Texto de leitura:
══════
Quando pensamos em menopausa, lembramo-nos sobretudo dos sintomas e desconfortos, dos afrontamentos, das alterações do sono, das oscilações de humor. Mas raramente a saúde dos ossos é uma preocupação.
Contudo, a osteoporose é uma das consequências silenciosas da menopausa. É chamada de “doença silenciosa” porque não causa sintomas, e muitas mulheres só descobrem que a têm depois de sofrerem uma fratura óssea.
Apesar de pouco falada, a osteoporose é uma doença comum, subdiagnosticada e subtratada. É uma condição frequente nas mulheres após a menopausa e, em Portugal, estima-se que afete cerca de 17% das mulheres, número que aumenta significativamente com a idade.
Pensem nas vossas amigas, nas vossas mães, nas vossas tias, em vocês… é muito provável que algumas delas tenham osteoporose sem saber.
══════
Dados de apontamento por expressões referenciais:
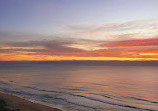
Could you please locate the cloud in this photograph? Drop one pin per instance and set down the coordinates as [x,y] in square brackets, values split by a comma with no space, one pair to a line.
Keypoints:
[139,29]
[137,42]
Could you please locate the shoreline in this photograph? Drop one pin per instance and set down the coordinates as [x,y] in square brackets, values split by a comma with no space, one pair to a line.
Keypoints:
[10,102]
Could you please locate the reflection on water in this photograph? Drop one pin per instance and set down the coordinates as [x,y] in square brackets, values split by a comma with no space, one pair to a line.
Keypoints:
[84,88]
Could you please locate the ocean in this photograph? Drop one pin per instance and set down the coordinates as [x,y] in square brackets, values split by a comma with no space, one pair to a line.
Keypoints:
[83,87]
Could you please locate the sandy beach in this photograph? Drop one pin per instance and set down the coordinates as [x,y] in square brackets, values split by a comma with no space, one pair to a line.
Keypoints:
[9,102]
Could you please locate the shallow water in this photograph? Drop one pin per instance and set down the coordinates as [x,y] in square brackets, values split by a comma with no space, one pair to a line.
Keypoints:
[83,87]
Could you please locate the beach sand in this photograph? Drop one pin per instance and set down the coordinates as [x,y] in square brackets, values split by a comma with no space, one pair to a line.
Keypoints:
[9,102]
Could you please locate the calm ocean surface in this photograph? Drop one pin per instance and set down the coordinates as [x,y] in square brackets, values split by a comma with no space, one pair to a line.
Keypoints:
[84,87]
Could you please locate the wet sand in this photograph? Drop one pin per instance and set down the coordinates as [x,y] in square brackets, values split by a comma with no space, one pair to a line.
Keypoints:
[10,102]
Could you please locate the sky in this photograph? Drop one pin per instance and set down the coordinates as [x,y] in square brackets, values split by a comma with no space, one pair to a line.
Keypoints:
[47,30]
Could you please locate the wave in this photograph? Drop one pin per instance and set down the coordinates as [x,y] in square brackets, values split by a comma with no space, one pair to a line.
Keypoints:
[5,83]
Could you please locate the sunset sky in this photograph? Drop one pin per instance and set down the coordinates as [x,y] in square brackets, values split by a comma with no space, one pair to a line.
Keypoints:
[40,30]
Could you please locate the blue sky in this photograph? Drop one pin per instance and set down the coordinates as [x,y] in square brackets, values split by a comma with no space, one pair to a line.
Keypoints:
[78,30]
[48,16]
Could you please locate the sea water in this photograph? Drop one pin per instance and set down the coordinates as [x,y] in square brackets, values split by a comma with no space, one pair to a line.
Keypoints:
[82,87]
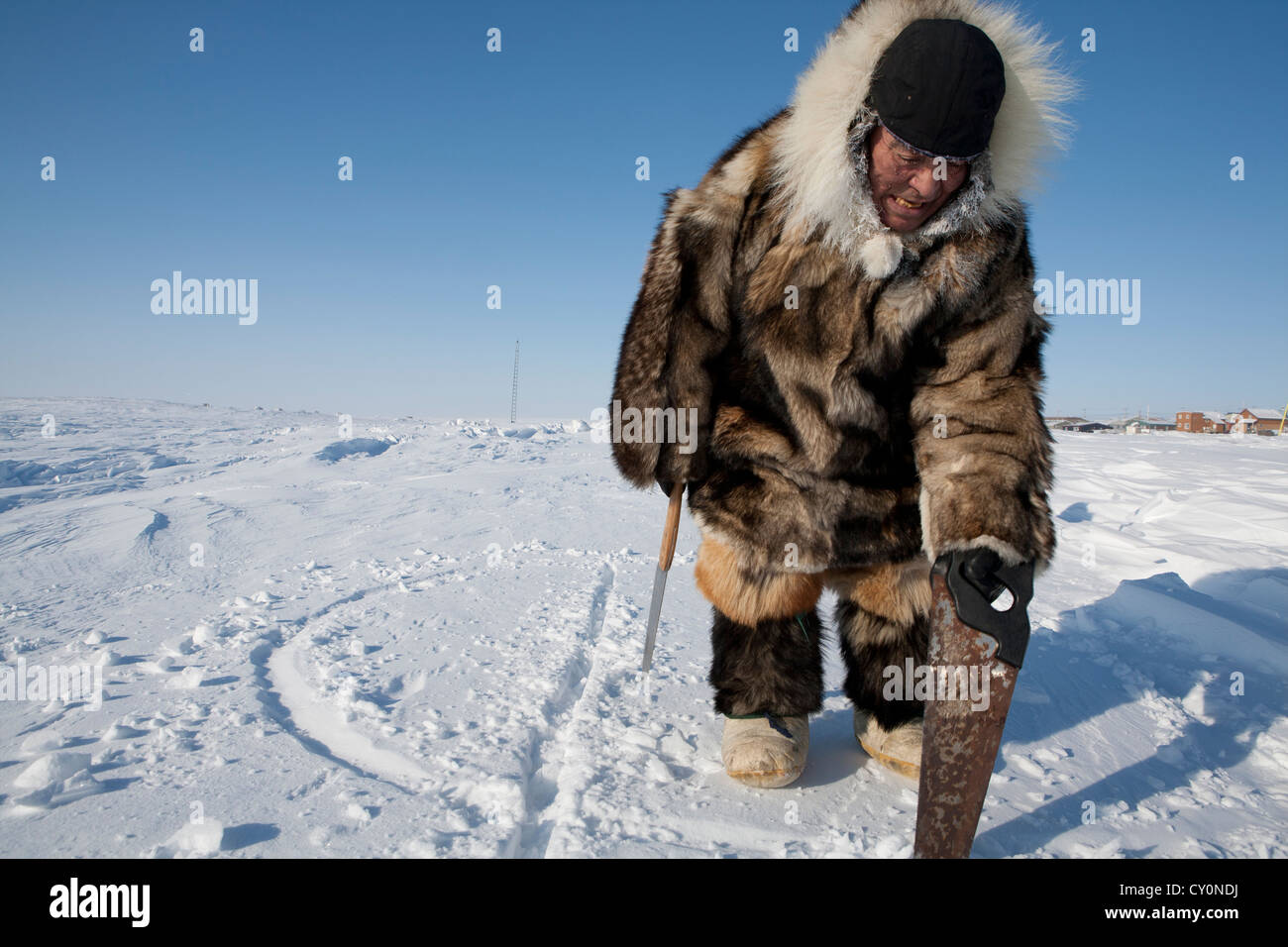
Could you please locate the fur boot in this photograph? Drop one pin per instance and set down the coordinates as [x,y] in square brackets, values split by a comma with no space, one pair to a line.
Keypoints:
[765,750]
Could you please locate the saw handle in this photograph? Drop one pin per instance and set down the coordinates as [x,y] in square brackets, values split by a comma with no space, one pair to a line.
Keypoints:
[974,604]
[673,527]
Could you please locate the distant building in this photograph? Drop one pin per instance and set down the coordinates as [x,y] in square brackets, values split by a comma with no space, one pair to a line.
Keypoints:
[1202,421]
[1145,425]
[1063,423]
[1257,420]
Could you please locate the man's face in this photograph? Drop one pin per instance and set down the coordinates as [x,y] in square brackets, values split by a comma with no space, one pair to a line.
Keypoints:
[905,184]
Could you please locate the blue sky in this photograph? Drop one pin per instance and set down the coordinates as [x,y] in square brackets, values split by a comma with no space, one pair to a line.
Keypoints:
[518,169]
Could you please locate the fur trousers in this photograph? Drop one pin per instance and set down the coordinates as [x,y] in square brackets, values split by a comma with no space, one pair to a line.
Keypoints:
[767,634]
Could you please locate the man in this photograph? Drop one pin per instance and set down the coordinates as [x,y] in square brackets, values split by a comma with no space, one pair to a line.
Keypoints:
[846,303]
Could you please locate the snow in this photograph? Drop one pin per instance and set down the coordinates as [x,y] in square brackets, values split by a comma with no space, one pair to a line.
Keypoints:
[423,638]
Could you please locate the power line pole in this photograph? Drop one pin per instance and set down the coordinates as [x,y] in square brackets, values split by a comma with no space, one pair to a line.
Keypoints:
[514,384]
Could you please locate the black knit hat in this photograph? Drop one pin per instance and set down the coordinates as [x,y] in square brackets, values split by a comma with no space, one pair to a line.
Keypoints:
[938,86]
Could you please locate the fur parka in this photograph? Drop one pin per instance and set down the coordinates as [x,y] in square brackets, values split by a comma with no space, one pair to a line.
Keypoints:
[859,395]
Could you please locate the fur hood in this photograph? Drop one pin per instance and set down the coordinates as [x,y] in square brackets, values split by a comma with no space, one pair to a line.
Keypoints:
[819,163]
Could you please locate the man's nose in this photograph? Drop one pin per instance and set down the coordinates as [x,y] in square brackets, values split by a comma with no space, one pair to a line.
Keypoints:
[925,183]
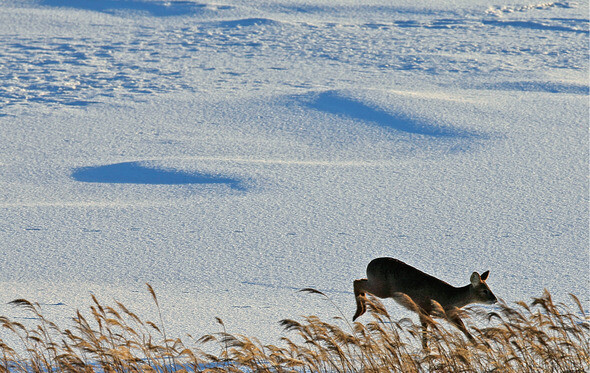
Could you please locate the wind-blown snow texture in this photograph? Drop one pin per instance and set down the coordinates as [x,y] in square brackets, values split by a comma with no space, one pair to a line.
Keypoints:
[230,153]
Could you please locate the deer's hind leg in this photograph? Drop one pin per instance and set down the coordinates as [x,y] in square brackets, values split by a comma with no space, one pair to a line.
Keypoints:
[359,295]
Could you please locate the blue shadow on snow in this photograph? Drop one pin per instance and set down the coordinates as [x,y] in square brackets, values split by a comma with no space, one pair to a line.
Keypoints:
[334,103]
[135,173]
[154,8]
══════
Experimente:
Pode duplicar, sem qualquer alteração, o trecho do texto sobre a osteoporose na menopausa que vai de "Quando pensamos em" até "uma fratura óssea.", inclusive? Os registos não têm qualquer papel aqui.

Resposta à tarefa:
Quando pensamos em menopausa, lembramo-nos sobretudo dos sintomas e desconfortos, dos afrontamentos, das alterações do sono, das oscilações de humor. Mas raramente a saúde dos ossos é uma preocupação.
Contudo, a osteoporose é uma das consequências silenciosas da menopausa. É chamada de “doença silenciosa” porque não causa sintomas, e muitas mulheres só descobrem que a têm depois de sofrerem uma fratura óssea.